Referring to FIG. 5, there is shown an example of a block diagram which can be utilized to function as the subscriber's .[.number and storage.]. keyboard module 42 of FIG. 3.
The secret number, (consisting of N digits), is entered by the subscriber with the use of the decimal (10 button) keyboard 80. Each time a button is depressed, a momentary contact (e.g., ground) on one of ten inputs to the 1/10 to 2/5 translator matrix 81 is afforded. Also a keyboard common signal is presented to the input of the timing generator 82 whenever any key on the keyboard is depressed. the translator matrix 81 performs a code conversion from 1/10 to 2/5. The keyboard common signal to the timing generator 82 causes a series of shift pulses to be generated by the timing generator 82. The shift pulses shift the previously stored data over by one digit to prepare for the new digit which is to be stored. The parallel dump pulse then causes the digit on the output of the translation matrix to be stored in the shift register 83.
Information is transferred to the validator of FIG. 4 when interrogate shift pulses are supplied to the shift line by the timing gernator 72 (FIG. 4).

**WHAT IS ASKED:** In the keyboard module description, why do the shift pulses move the previously stored data over by one digit? Answer in one to three sentences. This material has no role in the work here.

Dataset records on object locations:
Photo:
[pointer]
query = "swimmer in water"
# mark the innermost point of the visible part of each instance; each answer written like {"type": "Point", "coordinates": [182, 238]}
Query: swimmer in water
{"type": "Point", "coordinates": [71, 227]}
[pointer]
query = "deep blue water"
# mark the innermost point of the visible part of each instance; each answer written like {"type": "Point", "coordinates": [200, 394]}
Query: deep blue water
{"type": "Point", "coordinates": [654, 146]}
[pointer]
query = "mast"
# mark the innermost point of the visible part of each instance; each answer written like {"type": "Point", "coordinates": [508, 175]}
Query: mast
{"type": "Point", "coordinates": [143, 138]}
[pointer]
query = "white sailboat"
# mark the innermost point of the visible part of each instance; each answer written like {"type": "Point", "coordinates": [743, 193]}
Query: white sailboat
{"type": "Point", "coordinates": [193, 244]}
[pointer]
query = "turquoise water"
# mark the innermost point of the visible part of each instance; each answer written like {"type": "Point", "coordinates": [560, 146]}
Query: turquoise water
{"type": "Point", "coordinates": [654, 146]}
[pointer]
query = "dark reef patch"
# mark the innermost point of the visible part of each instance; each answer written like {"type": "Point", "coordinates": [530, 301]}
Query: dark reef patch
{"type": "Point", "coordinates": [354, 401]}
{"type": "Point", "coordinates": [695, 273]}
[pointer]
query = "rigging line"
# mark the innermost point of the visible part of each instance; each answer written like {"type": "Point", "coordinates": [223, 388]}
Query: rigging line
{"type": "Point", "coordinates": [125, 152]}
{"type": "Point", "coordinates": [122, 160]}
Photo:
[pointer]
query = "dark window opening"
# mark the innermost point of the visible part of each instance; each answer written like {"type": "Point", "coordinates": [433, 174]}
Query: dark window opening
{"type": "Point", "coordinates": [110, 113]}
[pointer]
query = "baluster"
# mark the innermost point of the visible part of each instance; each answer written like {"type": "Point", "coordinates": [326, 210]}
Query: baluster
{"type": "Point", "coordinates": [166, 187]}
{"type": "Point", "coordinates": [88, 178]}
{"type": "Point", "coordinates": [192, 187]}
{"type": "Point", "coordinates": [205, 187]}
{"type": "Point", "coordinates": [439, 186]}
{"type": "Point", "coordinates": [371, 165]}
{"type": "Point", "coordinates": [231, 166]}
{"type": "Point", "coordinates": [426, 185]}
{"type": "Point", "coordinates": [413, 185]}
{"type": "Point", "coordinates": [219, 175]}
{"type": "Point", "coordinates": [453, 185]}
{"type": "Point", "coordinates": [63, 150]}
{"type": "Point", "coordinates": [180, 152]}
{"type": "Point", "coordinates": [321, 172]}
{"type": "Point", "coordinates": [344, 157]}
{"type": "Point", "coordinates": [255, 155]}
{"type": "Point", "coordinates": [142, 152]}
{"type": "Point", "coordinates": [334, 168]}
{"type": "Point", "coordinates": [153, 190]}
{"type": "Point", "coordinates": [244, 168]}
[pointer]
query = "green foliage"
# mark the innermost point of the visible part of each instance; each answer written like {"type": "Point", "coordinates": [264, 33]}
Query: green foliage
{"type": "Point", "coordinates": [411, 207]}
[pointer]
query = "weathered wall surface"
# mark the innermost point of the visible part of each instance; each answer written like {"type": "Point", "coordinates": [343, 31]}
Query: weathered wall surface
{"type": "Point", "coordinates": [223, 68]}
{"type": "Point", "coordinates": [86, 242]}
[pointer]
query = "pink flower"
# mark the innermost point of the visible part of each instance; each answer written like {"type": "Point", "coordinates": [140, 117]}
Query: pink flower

**RESPONSE FOR THIS EXERCISE:** The shift pulses move the previously stored data over by one digit to prepare for the new digit that is to be stored. The parallel dump pulse then stores the digit on the output of the translation matrix in the shift register 83.